_Quoted text_:
A green sport event is a sporting event that stresses utilizing greener resources. Fans can do their part by riding public transportation to the event. People are being more aware of many things, like using earth friendly paper products, fertilizer and pesticides. Also see sustainable event management or event greening.

Third dimension

One week after the International Olympic Committee (IOC) awarded the XVII Olympic Winter Games to Lillehammer, national, local and regional governments decided to make the Lillehammer Games a showcase for GREEN mega-events. More than 200 different projects with environmental aspects were carried out. And at IOC's 100 years celebration in Paris in 1994, environment was added as the Third Dimension to the Olympics in addition to Sport and Culture.

The legacy from Lillehammer has, in a global perspective, followed two paths:
- World Conferences on sport and environment, the first in Lillehammer in 1996
- Environmental requirements which have to be met by future bidders and organisers of Olympic Games.

Green sports venues

Target Center

The Target Center home of the Minnesota Timberwolves (NBA) has the 5th largest green roof, and if the first arena to have a green roof. It collects rain water and regulates temperatures in both the summer and the winter. It has collected nearly 1 million gallons of rain water and it has diverted it into the Mississippi River. Also on the top of the roof there are different kinds of plants such as prairie coreopsis, wild strawberry, dotted blazing-star, and lupine.

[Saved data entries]

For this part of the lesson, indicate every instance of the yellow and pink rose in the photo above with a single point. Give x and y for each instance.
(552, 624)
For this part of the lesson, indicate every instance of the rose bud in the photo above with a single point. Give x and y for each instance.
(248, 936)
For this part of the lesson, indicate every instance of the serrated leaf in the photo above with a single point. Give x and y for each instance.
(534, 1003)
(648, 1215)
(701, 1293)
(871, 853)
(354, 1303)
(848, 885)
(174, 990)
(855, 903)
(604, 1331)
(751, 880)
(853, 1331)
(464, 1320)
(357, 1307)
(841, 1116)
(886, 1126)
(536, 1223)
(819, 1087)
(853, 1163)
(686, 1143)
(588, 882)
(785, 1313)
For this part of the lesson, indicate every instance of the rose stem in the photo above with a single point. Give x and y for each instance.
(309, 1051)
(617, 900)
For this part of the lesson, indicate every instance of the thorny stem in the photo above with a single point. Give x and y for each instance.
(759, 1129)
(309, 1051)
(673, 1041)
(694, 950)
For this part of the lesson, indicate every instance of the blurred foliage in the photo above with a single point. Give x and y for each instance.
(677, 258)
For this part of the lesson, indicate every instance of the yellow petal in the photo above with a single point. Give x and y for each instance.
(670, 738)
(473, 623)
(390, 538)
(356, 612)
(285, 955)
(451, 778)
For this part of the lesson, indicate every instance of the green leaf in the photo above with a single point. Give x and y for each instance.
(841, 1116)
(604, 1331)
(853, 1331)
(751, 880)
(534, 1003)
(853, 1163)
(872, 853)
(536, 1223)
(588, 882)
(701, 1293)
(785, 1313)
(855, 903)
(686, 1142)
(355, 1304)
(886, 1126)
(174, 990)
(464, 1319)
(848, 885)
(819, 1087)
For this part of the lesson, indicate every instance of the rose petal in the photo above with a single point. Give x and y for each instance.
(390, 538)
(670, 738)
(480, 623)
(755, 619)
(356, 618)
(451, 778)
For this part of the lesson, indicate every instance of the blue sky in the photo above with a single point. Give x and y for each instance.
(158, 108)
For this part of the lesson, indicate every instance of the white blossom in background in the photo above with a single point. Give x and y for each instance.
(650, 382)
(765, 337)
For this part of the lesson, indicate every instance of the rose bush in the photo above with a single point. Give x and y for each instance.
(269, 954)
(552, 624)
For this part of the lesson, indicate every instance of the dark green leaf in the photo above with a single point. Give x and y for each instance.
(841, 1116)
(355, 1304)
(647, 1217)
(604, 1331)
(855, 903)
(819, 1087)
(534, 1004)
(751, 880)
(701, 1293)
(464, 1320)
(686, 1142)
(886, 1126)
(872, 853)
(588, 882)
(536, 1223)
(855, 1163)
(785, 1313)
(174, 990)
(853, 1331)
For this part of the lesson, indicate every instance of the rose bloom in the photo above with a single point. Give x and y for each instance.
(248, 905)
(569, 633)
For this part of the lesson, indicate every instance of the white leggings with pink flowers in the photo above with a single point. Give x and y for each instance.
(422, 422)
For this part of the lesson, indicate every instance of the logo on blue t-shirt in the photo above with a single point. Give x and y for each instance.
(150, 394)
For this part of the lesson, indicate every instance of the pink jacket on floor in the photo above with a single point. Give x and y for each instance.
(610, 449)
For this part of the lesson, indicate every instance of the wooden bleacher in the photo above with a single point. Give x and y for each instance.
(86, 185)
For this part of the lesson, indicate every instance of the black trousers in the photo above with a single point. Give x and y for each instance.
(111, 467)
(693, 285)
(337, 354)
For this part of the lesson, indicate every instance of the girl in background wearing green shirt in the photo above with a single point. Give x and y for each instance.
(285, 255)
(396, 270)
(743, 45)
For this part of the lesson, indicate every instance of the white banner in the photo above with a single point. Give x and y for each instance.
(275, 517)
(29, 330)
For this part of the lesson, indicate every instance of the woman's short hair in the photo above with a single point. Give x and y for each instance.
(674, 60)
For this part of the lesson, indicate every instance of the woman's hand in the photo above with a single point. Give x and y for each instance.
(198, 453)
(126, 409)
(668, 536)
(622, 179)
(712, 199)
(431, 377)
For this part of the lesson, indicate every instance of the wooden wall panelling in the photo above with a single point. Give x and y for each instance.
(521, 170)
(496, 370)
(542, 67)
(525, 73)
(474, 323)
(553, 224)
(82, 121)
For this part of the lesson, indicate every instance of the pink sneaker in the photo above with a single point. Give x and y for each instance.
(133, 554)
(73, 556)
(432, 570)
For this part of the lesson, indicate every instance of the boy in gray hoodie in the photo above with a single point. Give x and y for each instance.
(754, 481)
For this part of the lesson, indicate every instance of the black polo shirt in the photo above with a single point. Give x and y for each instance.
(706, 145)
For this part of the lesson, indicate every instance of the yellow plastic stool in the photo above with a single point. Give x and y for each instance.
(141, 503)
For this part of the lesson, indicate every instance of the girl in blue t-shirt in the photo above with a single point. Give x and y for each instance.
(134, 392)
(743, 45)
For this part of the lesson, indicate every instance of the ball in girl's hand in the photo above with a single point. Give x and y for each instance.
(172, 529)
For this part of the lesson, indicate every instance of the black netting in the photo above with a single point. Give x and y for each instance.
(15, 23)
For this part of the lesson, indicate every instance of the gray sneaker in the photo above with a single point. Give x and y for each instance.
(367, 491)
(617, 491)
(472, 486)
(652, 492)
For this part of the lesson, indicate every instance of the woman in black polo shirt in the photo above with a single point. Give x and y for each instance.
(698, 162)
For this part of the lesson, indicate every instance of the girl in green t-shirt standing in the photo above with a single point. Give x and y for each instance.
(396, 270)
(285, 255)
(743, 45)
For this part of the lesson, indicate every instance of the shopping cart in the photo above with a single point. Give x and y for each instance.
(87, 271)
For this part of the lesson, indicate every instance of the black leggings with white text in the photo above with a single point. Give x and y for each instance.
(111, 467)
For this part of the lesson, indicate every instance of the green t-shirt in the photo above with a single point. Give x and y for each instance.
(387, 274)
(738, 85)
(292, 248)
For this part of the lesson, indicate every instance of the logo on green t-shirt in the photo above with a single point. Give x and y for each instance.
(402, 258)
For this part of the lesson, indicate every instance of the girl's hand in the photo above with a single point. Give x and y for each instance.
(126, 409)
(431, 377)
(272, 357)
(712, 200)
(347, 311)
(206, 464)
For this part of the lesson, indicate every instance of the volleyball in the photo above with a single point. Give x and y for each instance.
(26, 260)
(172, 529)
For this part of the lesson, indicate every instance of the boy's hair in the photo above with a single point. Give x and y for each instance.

_Directions_:
A. Render this sentence from the text on green sport events in Spanish: "Fans can do their part by riding public transportation to the event."
B. From the text on green sport events, extract the passage between "The Target Center" and "blazing-star, and lupine.", inclusive.

_List of solutions_:
A. Los aficionados pueden poner de su parte usando el transporte público para llegar al evento.

B.
The Target Center home of the Minnesota Timberwolves (NBA) has the 5th largest green roof, and if the first arena to have a green roof. It collects rain water and regulates temperatures in both the summer and the winter. It has collected nearly 1 million gallons of rain water and it has diverted it into the Mississippi River. Also on the top of the roof there are different kinds of plants such as prairie coreopsis, wild strawberry, dotted blazing-star, and lupine.